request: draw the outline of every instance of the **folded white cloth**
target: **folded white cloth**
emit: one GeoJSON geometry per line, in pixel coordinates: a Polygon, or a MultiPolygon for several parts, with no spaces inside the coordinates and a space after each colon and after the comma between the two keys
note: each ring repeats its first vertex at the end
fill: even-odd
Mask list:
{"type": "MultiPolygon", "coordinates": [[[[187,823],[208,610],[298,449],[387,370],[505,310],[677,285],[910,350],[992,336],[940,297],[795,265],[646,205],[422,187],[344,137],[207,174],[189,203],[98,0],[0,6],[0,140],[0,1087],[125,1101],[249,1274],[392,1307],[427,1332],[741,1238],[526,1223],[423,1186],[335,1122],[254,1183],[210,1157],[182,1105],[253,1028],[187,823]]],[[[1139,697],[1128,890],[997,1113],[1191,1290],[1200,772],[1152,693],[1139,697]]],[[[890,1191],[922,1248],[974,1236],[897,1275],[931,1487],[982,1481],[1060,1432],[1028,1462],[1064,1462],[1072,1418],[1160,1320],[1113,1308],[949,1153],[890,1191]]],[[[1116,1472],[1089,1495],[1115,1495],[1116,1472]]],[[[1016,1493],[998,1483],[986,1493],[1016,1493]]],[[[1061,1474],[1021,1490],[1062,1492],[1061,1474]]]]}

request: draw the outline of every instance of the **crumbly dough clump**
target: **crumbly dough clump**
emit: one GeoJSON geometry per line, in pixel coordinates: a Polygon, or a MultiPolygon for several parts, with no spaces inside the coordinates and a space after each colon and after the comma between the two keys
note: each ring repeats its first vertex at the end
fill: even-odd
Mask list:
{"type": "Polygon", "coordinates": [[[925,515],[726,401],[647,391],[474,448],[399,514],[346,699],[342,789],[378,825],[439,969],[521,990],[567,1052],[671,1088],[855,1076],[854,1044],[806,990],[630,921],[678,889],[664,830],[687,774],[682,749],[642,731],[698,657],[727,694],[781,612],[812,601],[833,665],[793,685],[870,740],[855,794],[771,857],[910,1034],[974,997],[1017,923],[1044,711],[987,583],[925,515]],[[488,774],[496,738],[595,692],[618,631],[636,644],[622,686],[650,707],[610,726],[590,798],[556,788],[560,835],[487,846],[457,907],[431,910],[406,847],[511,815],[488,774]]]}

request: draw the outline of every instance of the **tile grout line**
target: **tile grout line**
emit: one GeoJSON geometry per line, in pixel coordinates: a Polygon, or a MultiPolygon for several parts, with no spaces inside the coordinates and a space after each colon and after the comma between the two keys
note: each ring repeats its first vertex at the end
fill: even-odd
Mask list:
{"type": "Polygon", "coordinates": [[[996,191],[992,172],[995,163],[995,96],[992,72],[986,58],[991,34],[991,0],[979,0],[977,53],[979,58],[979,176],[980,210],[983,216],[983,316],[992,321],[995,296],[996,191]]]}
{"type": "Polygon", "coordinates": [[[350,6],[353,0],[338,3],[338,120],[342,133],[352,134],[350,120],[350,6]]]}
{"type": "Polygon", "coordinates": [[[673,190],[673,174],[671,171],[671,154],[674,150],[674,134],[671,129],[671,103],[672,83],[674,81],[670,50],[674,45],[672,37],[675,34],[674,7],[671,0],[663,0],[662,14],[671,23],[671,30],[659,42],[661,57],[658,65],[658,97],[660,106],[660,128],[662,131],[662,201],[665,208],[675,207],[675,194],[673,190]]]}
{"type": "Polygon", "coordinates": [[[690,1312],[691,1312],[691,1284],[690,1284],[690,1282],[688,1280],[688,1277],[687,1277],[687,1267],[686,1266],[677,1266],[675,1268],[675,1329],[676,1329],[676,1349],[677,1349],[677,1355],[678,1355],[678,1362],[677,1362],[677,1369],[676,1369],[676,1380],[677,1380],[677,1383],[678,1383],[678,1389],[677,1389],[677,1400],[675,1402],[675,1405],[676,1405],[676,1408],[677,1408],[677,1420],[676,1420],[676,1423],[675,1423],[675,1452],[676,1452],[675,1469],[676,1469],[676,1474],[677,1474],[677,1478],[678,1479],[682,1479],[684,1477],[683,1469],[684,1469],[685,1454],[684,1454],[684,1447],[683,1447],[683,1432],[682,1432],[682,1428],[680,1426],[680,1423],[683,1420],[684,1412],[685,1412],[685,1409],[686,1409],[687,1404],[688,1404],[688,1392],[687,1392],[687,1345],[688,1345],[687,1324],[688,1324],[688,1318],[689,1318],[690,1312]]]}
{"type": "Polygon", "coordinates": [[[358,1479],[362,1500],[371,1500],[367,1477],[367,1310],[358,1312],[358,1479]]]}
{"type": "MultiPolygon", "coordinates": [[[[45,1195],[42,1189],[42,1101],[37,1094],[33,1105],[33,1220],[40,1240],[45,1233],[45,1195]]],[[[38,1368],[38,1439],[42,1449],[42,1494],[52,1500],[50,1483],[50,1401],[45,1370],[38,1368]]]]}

*****

* _What is required_:
Each entry shown above must be retyped word for word.

* _Reply_:
request: draw the outline of every instance of the **folded white cloth**
target: **folded white cloth**
emit: one GeoJSON geometry per line, in pixel coordinates: a Polygon, or a MultiPolygon for several parts, with no spaces inside the coordinates and a space after each colon and after the comma between the two keys
note: each ring repeats its first vertex at the end
fill: even-odd
Mask list:
{"type": "MultiPolygon", "coordinates": [[[[187,823],[208,610],[298,449],[387,370],[505,310],[677,285],[910,350],[992,336],[940,297],[795,265],[646,205],[422,187],[344,137],[207,174],[189,203],[98,0],[0,6],[0,140],[0,1087],[125,1101],[249,1274],[392,1307],[427,1332],[741,1238],[526,1223],[423,1186],[335,1122],[254,1183],[210,1157],[182,1105],[253,1028],[187,823]]],[[[1139,697],[1128,890],[997,1113],[1191,1290],[1200,772],[1152,693],[1139,697]]],[[[890,1191],[922,1248],[974,1236],[897,1275],[931,1487],[982,1481],[1060,1432],[1028,1462],[1064,1462],[1072,1418],[1160,1320],[1113,1308],[949,1153],[890,1191]]],[[[1116,1472],[1089,1495],[1115,1495],[1116,1472]]],[[[1016,1493],[998,1483],[986,1493],[1016,1493]]],[[[1061,1474],[1021,1490],[1062,1492],[1061,1474]]]]}

request: draw the outline of every instance of the **crumbly dough clump**
target: **crumbly dough clump**
emit: one GeoJSON geometry per line, in pixel coordinates: a Polygon, or a MultiPolygon for several parts, with no spaces inside the coordinates and a space after each colon and after the comma between the two keys
note: each ring repeats its first vertex at the end
fill: even-odd
Mask list:
{"type": "Polygon", "coordinates": [[[925,515],[726,401],[647,391],[474,448],[399,514],[346,699],[342,789],[378,825],[439,969],[521,990],[567,1052],[671,1088],[855,1076],[854,1044],[806,990],[630,921],[678,889],[664,830],[687,774],[682,749],[642,731],[698,657],[727,694],[781,612],[812,601],[833,665],[793,685],[870,740],[855,794],[771,857],[910,1034],[974,997],[1017,923],[1044,711],[987,583],[925,515]],[[488,774],[496,738],[595,692],[618,631],[636,644],[622,686],[650,707],[610,726],[590,798],[556,788],[560,835],[487,846],[457,907],[431,910],[406,847],[511,815],[488,774]]]}

request: draw the outline of every instance of the **tile grout line**
target: **tile grout line**
emit: one GeoJSON geometry per line, in pixel coordinates: a Polygon, or a MultiPolygon for several parts, with no spaces inside the coordinates and a space after each colon and after the comma between the two keys
note: each ring repeats its first vertex at the end
fill: even-odd
Mask list:
{"type": "Polygon", "coordinates": [[[996,191],[992,172],[995,163],[995,96],[992,72],[986,58],[991,34],[991,0],[979,0],[977,53],[979,58],[979,176],[980,210],[983,216],[983,316],[992,321],[995,296],[996,191]]]}
{"type": "Polygon", "coordinates": [[[350,6],[353,0],[338,3],[338,120],[342,133],[352,134],[350,120],[350,6]]]}
{"type": "Polygon", "coordinates": [[[673,190],[673,174],[671,171],[671,154],[674,150],[674,134],[671,129],[671,103],[672,83],[674,81],[670,50],[674,45],[672,37],[675,34],[674,7],[671,0],[663,0],[662,14],[671,23],[671,30],[659,42],[661,57],[658,65],[658,97],[660,106],[660,128],[662,131],[662,201],[665,208],[675,207],[675,194],[673,190]]]}
{"type": "Polygon", "coordinates": [[[690,1312],[691,1312],[691,1284],[690,1284],[690,1282],[688,1280],[688,1277],[687,1277],[687,1267],[686,1266],[677,1266],[675,1268],[675,1329],[676,1329],[676,1349],[677,1349],[677,1355],[678,1355],[678,1362],[677,1362],[677,1369],[676,1369],[676,1380],[677,1380],[677,1383],[678,1383],[678,1389],[677,1389],[677,1400],[675,1402],[675,1405],[676,1405],[676,1408],[677,1408],[677,1420],[676,1420],[676,1423],[675,1423],[675,1452],[676,1452],[675,1469],[676,1469],[676,1474],[677,1474],[677,1478],[678,1479],[682,1479],[684,1477],[683,1469],[684,1469],[685,1454],[684,1454],[684,1447],[683,1447],[683,1432],[682,1432],[682,1428],[680,1426],[680,1423],[683,1420],[684,1412],[685,1412],[685,1409],[686,1409],[687,1404],[688,1404],[688,1392],[687,1392],[687,1345],[688,1345],[687,1324],[688,1324],[688,1318],[689,1318],[690,1312]]]}
{"type": "Polygon", "coordinates": [[[358,1479],[362,1500],[371,1500],[367,1477],[367,1310],[358,1312],[358,1479]]]}
{"type": "MultiPolygon", "coordinates": [[[[45,1195],[42,1189],[42,1101],[37,1094],[33,1105],[33,1220],[40,1240],[45,1233],[45,1195]]],[[[38,1368],[38,1439],[42,1449],[42,1494],[52,1500],[50,1483],[50,1401],[45,1370],[38,1368]]]]}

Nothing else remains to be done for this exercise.